→ DOCUMENT SOURCE:
La Coordination Terra (qui regroupe un grand nombre d’associations de protection de l’environnement ou de la santé en Corse) adresse au Commissaire enquêteur et aux autorités le texte ci-dessous et émet un avis très défavorable à ce projet.

Parce que la Corse a fait le choix politique et économique d’un tout tourisme dévastateur sans parvenir à faire respecter les lois environnementales et le PADDUC faute de moyens coercitifs, la Corse déroge aux règles ou s’arcboute sur des projets d’un autre siècle pour grappiller quelque menue monnaie au détriment de son principal atout, son immense richesse environnementale.

Publié le 4 avril dernier, le  dernier rapport du GIEC exhorte pourtant les régions et les villes à contribuer à un avenir net zéro carbone  en intégrant  des stratégies de réduction drastique de la consommation d’énergie fossile, grande pourvoyeuse des émissions de gaz à effet de serre, afin d’échapper à l’élévation funeste d’un réchauffement de 2,4 °C d’ici à 2100, voire 2,7 °C si on n’agit pas maintenant.

La mer Méditerranée est un « hot spot » du changement climatique en cours, ce qui constitue une véritable menace pour les espaces naturels, notamment les milieux marins et littoraux ainsi que pour la biodiversité qu’ils abritent.

Ni fiction, ni exagération : nous sommes à la croisée des chemins !
Les scientifiques affirment « c’est maintenant ou jamais » qu’il faut limiter le réchauffement à 1,5 degré Celsius en assurant la sécurité alimentaire, hydrique et sanitaire des populations, tout en améliorant la qualité du bâti (qualité de l’air intérieur, confort thermique..).

Entièrement incluse dans le sanctuaire Pelagos, particulièrement fréquenté par les navires, et dans un contexte énergétique inédit, à cause du chamboulement géopolitique créé par la guerre en Ukraine qui entraîne une hausse des prix de l’énergie comme nouvelle normalité, la Corse s’englue un peu plus dans une  économie mortifère, induite et planifiée par les lobbys nautique et touristique à travers les plans « Salvezza e rilanciu »  et « France Relance »  en favorisant  l’accueil des méga-yachts dans ses espaces les plus sensibles.
Ces yachts de la démesure consomment de 500 à 2000 litres de combustible fossile à l’heure, ce sont de véritables bombes de CO2, catapultées dans l’atmosphère déjà saturée de ce gaz à effet de serre qui ravage la planète et compromet la vie sur terre.

« Faute de moyens coercitifs* » ce mode de vie ostentatoire et prédateur sera accueilli avec complaisance grâce à l’organisation dans le Golfe d’Ajaccio pourtant classé Natura 2000, d’une offre adaptée « aux desiderata de cette clientèle de luxe *», au mépris le plus total d’une répartition équitable des efforts de sobriété attendus de la population locale.
*Dans le dossier.

Cette impuissance affichée de l’exercice du pouvoir de police dans les eaux littorales aura pour conséquences d’augmenter la pression sur l’air et la qualité des eaux.

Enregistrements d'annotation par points
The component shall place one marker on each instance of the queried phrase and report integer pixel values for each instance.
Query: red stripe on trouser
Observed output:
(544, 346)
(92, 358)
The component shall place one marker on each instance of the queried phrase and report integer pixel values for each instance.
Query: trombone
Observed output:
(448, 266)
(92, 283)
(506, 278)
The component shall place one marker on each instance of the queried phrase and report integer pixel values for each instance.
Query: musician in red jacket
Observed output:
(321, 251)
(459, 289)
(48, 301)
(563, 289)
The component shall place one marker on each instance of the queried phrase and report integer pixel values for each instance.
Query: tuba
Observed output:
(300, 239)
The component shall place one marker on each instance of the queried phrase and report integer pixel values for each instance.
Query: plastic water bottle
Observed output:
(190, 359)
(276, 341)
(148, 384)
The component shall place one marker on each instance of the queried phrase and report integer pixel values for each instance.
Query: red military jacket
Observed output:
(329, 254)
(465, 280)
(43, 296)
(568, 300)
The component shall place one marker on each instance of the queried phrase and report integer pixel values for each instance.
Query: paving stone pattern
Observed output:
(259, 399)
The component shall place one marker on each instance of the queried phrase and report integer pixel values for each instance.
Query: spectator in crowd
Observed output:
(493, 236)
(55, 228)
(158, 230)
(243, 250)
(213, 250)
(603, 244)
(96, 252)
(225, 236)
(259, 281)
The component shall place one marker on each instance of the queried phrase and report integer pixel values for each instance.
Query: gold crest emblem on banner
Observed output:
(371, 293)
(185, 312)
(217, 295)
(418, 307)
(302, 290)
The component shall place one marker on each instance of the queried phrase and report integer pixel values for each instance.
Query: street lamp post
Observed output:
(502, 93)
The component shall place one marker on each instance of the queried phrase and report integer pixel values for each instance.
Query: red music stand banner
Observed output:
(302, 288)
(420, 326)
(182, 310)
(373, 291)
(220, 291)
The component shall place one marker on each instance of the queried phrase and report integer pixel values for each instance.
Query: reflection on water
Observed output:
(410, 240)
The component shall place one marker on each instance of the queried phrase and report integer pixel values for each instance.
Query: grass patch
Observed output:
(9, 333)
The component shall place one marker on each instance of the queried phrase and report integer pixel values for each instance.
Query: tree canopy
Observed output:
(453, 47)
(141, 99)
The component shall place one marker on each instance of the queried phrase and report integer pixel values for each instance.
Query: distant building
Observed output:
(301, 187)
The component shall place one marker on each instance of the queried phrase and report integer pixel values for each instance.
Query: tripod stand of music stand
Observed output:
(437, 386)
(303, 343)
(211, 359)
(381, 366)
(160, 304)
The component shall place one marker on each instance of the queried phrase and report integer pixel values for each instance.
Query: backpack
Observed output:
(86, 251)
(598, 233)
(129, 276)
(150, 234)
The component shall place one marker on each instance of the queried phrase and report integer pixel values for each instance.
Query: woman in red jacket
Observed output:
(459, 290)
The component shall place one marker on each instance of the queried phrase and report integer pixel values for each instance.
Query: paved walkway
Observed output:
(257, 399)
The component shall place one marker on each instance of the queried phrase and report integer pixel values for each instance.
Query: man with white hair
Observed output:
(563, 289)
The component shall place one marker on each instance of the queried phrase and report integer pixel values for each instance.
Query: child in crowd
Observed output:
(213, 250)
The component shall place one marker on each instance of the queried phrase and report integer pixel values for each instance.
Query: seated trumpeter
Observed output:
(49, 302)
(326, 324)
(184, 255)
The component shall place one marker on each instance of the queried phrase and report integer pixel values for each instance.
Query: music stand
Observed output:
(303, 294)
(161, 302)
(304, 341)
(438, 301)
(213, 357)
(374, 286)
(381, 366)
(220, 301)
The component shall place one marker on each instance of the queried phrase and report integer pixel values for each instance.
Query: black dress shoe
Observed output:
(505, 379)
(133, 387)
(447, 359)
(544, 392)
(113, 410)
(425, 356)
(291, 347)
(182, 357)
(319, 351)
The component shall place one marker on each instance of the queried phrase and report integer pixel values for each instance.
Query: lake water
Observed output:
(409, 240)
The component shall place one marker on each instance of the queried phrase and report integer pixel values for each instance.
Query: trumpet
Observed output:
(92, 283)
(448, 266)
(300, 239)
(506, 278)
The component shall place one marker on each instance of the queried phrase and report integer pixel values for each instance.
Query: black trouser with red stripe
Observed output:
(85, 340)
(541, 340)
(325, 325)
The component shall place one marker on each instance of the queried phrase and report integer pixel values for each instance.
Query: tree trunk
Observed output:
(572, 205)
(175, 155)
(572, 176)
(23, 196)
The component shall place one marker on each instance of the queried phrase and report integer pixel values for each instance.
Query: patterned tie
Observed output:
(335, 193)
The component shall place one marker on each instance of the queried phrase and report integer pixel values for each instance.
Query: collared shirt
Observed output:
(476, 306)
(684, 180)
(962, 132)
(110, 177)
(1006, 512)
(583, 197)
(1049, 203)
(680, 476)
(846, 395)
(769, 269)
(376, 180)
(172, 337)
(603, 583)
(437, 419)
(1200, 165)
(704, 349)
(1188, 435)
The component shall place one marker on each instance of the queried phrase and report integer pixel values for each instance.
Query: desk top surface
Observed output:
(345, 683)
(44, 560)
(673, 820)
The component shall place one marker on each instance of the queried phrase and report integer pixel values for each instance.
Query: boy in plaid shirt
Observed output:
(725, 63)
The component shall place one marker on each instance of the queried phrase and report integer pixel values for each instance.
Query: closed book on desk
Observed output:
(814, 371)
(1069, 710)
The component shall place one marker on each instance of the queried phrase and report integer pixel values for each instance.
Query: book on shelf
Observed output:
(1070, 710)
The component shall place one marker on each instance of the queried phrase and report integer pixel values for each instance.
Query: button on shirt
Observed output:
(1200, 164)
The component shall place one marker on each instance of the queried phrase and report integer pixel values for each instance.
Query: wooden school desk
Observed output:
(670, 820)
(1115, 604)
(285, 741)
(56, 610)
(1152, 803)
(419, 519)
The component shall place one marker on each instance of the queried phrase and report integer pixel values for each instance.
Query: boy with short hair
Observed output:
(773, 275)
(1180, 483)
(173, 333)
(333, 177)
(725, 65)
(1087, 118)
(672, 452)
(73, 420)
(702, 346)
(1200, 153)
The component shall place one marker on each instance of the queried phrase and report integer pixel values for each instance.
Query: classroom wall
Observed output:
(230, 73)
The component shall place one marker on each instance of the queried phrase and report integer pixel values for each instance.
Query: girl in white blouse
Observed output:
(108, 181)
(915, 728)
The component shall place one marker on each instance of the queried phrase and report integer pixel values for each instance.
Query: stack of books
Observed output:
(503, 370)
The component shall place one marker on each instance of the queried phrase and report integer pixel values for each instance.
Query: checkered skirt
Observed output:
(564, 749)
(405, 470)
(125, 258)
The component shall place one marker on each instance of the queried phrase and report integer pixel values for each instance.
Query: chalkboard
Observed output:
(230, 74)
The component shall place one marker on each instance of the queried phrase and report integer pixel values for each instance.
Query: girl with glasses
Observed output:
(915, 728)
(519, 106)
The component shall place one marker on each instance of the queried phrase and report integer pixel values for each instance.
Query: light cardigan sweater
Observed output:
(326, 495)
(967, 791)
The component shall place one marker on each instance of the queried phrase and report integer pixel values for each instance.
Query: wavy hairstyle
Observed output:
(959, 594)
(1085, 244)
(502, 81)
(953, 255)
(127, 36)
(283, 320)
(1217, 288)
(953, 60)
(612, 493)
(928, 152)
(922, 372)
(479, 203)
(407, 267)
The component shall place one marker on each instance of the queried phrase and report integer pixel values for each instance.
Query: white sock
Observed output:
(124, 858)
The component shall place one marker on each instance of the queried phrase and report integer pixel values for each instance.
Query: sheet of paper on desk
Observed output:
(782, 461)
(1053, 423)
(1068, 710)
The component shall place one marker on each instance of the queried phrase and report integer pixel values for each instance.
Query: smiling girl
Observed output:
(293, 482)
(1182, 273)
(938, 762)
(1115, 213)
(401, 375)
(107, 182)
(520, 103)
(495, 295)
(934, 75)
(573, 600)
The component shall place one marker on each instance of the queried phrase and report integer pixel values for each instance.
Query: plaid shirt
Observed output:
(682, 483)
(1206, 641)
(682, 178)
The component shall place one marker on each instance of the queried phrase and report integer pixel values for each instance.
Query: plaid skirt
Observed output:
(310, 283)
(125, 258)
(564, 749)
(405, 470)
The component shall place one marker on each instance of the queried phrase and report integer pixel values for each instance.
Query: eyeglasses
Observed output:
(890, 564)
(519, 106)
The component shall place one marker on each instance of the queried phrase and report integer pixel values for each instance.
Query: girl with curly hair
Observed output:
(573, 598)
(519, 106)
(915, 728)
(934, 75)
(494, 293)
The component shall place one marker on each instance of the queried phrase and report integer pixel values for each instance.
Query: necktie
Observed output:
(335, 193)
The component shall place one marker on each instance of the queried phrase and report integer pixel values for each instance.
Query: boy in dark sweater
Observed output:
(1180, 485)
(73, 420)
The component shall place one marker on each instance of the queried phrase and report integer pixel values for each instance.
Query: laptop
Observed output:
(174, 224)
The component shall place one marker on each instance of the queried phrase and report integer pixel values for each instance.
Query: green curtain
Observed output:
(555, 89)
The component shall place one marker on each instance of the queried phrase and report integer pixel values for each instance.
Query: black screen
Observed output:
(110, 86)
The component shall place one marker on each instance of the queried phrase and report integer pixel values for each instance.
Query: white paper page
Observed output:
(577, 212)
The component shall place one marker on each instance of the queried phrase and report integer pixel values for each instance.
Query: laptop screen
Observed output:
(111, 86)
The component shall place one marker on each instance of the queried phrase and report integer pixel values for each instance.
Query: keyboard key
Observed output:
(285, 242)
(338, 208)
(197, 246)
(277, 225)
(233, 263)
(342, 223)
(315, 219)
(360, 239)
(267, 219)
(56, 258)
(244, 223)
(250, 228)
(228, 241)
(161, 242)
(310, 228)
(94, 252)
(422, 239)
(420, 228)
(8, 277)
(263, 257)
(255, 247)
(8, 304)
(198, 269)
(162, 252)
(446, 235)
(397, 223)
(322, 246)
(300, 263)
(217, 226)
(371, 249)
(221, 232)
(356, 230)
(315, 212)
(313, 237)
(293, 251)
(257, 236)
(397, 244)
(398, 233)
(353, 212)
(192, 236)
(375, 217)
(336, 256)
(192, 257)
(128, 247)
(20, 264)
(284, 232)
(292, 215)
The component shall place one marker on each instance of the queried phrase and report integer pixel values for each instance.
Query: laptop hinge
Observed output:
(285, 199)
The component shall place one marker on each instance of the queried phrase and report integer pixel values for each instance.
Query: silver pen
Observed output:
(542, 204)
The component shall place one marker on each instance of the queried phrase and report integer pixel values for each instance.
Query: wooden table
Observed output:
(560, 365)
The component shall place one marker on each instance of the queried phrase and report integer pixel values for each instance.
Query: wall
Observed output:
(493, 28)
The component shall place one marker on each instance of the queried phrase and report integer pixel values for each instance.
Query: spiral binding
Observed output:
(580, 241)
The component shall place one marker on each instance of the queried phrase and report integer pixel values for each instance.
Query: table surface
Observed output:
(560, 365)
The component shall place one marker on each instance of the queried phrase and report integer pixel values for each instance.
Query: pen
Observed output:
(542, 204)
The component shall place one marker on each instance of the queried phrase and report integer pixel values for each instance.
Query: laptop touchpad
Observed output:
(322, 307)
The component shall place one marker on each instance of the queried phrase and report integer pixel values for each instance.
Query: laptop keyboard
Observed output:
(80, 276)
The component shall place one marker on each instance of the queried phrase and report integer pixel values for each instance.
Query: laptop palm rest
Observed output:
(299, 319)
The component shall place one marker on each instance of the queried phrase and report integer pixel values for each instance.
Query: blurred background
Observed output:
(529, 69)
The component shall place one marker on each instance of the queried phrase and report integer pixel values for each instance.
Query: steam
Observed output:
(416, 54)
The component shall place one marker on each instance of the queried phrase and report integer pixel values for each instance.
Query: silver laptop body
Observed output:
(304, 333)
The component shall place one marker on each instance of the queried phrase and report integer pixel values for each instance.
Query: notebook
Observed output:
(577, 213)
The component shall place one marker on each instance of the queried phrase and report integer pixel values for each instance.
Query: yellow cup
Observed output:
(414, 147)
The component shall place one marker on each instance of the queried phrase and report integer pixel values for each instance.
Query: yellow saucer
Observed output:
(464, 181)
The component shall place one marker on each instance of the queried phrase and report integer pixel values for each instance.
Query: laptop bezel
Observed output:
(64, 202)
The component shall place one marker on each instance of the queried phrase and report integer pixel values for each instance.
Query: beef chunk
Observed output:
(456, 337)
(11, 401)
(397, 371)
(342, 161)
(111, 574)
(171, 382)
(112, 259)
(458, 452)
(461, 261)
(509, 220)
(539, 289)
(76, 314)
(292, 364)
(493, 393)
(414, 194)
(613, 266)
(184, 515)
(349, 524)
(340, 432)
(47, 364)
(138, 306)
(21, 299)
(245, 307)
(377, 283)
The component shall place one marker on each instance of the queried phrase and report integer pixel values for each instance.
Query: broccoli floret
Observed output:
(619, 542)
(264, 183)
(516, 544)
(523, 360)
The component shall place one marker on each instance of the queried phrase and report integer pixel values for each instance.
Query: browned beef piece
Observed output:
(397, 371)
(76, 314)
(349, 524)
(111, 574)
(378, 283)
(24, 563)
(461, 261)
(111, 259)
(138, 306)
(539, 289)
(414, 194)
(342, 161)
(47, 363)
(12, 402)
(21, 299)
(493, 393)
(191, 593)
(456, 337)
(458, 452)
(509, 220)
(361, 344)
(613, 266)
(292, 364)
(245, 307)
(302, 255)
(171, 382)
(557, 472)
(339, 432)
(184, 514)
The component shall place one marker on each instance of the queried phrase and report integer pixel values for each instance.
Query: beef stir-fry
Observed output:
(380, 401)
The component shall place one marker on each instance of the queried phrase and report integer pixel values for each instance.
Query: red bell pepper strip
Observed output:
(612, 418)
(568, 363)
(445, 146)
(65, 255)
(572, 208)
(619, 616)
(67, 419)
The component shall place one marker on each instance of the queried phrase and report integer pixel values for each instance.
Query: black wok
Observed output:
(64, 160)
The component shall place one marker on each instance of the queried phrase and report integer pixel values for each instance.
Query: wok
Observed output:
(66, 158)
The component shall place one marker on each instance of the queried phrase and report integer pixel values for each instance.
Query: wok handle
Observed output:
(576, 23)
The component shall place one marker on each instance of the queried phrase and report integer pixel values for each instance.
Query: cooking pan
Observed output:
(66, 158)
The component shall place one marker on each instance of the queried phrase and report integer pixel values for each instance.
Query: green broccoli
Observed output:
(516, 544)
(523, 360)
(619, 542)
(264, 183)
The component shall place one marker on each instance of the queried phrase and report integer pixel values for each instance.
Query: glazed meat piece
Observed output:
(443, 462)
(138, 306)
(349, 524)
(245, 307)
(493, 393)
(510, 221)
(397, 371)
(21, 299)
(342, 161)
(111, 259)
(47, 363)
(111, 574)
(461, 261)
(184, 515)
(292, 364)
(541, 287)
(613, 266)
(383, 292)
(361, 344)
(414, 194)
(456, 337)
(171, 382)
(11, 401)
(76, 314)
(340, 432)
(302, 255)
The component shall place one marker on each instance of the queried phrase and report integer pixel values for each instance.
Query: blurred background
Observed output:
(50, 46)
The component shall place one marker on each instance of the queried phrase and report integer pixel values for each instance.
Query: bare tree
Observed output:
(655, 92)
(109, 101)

→ CONSIGNE DONNÉE 1: Pour chacune des affirmations suivantes, dites si elle concorde avec le document source en répondant oui ou non, puis citez les mots du document qui tranchent : (a) le dernier rapport du GIEC a été publié le 4 avril ; (b) le Golfe d'Ajaccio ne bénéficie d'aucun classement de protection ; (c) la Coordination Terra émet un avis favorable au projet.
→ CONSIGNE DONNÉE 2: Combien de lignes des enregistrements contiennent la chaîne « stripe » ? Répondez uniquement par le nombre.
Le document source et les enregistrements n'ont aucun rapport entre eux.

→ RÉSULTAT 1:
(a) Oui : « Publié le 4 avril dernier »
(b) Non : « dans le Golfe d’Ajaccio pourtant classé Natura 2000 »
(c) Non : « émet un avis très défavorable à ce projet »

→ RÉSULTAT 2: 2